> [TASK ITEM]
Without reproducing any picture, copy the records word for word.

> [Data entries]
····················

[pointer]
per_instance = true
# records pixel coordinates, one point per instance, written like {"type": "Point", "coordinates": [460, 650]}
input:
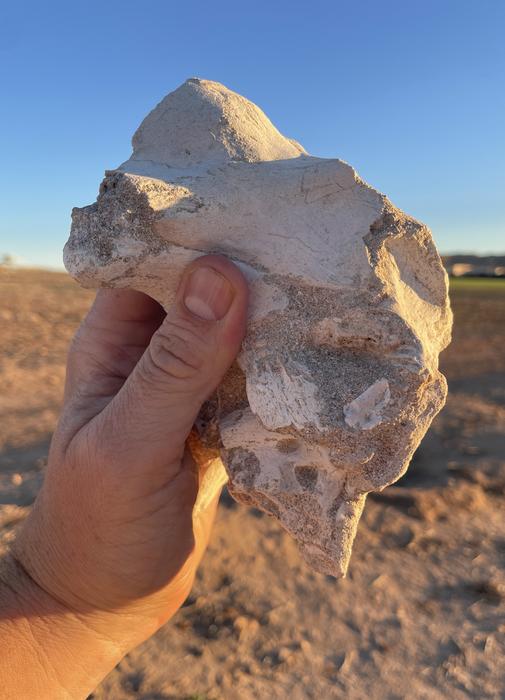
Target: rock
{"type": "Point", "coordinates": [338, 379]}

····················

> [EXERCISE ANSWER]
[pointer]
per_instance = true
# records pixel coordinates, one point per instance, written like {"type": "Point", "coordinates": [460, 650]}
input:
Target: rock
{"type": "Point", "coordinates": [338, 379]}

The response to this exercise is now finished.